__Lista de tareas__:
• A. Indica si cada afirmación concuerda con el texto sobre el aborto en Uruguay. Responde sí o no y cita las palabras del texto que lo deciden. (i) Carlos Iafigliola pertenece al Partido Nacional. (ii) Las autoridades sanitarias aceptaron que la objeción de conciencia se expresara de palabra. (iii) El texto sitúa el inicio del proceso de despenalización en 2001.
• B. Prosigue el texto sobre el aborto en Uruguay a partir de su última oración.

Por su parte, Carlos Iafigliola, del Partido Nacional (centro derecha), considera que “hubo presiones indebidas y fuera de lugar contra los médicos objetores por parte del Ministerio de Salud”. Las autoridades sanitarias exigieron que la objeción de conciencia se expresara por escrito y quedara registrada.
Iafigliola considera que las consultas previas para acceder a la interrupción muchas veces no tuvieron lugar y que la ley se convirtió en un salvoconducto para las mujeres. “Sigue habiendo abortos en la clandestinidad y vamos a asistir a un aumento de la eliminación de las vidas en el vientre materno, que es lo que sucede en todos los países cuando se despenaliza”, afirma.
En Uruguay, la despenalización del aborto es el fruto de un largo y original proceso centrado en la lucha contra la mortalidad materna. El inicio puede situarse en el 2001 cuando, tras constatar un alarmante aumento de las muertes por aborto clandestino, la Asociación de Obstetras de Uruguay decidió tomar cartas en el asunto creando un dispositivo médico único y corriendo algunos riesgos.

__Material de estudio__:
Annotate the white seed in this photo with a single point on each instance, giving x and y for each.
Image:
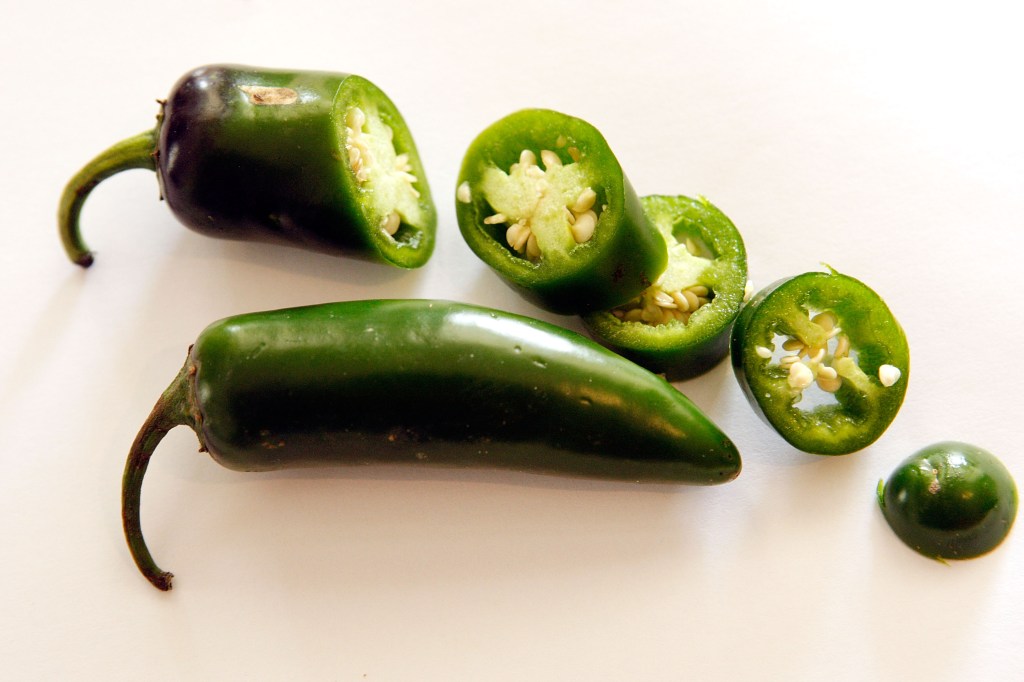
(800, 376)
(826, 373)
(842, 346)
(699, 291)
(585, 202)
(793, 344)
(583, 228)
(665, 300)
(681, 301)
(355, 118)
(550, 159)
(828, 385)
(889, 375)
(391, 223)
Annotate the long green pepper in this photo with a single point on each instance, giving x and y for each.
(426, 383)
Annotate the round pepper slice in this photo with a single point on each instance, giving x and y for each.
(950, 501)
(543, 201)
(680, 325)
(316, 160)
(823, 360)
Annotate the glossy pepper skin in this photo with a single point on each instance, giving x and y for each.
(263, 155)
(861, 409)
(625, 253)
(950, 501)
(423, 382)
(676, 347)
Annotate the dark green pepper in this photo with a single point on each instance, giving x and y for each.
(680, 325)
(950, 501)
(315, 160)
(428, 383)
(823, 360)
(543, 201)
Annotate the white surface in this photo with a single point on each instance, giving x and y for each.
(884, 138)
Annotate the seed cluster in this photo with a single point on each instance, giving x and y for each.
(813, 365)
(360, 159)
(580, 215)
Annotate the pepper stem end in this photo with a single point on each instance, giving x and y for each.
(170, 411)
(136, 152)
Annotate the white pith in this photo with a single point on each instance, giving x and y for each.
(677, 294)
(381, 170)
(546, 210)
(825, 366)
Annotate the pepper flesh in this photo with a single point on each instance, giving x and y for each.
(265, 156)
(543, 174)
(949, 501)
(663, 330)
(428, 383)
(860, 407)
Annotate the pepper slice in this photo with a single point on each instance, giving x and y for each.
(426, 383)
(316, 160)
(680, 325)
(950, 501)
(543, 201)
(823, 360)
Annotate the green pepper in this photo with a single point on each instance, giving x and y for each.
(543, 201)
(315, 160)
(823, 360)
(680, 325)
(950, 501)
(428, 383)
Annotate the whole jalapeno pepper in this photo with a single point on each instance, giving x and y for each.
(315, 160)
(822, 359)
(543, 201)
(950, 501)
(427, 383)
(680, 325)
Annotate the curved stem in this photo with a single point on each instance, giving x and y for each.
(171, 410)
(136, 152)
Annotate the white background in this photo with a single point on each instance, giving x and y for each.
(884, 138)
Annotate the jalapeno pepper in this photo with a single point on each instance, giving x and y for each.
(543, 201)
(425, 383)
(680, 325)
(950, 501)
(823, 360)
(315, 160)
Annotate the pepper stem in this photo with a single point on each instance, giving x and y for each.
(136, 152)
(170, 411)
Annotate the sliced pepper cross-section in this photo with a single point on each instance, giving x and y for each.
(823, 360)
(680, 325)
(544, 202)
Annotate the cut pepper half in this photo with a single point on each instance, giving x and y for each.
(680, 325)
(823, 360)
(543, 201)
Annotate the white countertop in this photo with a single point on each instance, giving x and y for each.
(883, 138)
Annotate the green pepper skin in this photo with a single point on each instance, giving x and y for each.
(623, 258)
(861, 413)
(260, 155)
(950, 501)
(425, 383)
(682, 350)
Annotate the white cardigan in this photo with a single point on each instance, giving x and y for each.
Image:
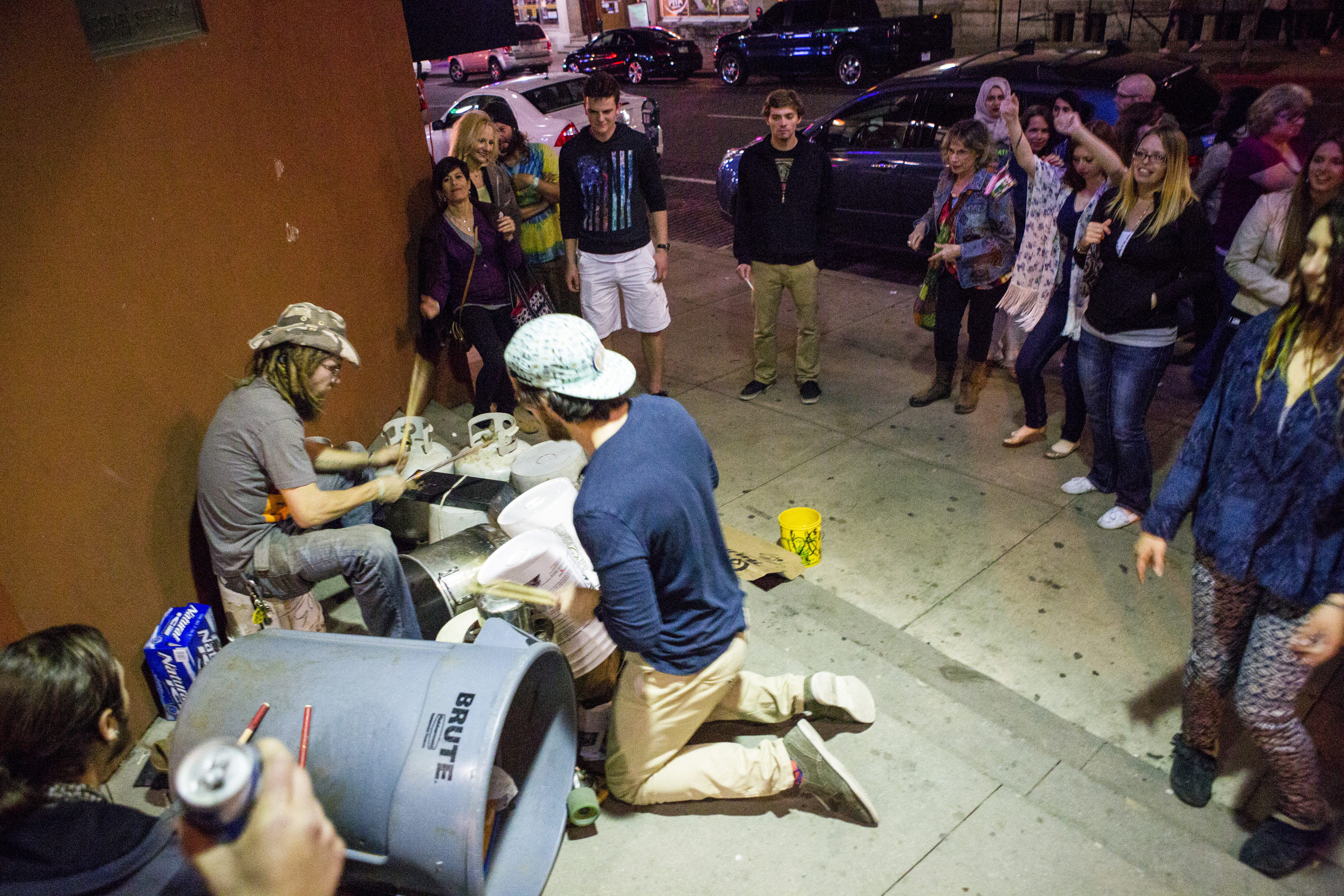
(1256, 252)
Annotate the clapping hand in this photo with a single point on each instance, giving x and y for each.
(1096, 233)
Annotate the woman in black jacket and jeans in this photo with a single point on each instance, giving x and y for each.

__Respuestas por tarea__:
• A.
(i) Sí: “Carlos Iafigliola, del Partido Nacional (centro derecha)”.
(ii) No: “Las autoridades sanitarias exigieron que la objeción de conciencia se expresara por escrito y quedara registrada”.
(iii) Sí: “El inicio puede situarse en el 2001”.

• B.
Asesorados por juristas y amparados en el derecho a informar, empezaron a explicar a las mujeres cómo abortar de manera segura, siendo la clave del dispositivo el misoprostol, un fármaco indicado para prevención de lesiones gástricas como úlceras y recomendado por las OMS por sus propiedades para evitar hemorragias. Este fármaco se utiliza de forma clandestina en toda América Latina para provocar abortos.
Después de algunas citaciones a juzgado, los obstetras uruguayos lograron imponer un sistema que presentaba un límite: la prohibición de recetar misoprostol. El resultado fue la emergencia de un importante mercado negro.
A pesar de esta situación de semi clandestinidad, en el 2008 se registró el primer año sin ninguna muerte materna por aborto clandestino en Uruguay, resultado que se mantuvo con pocas alteraciones en los años siguientes hasta convertir al país en un caso único en América Latina.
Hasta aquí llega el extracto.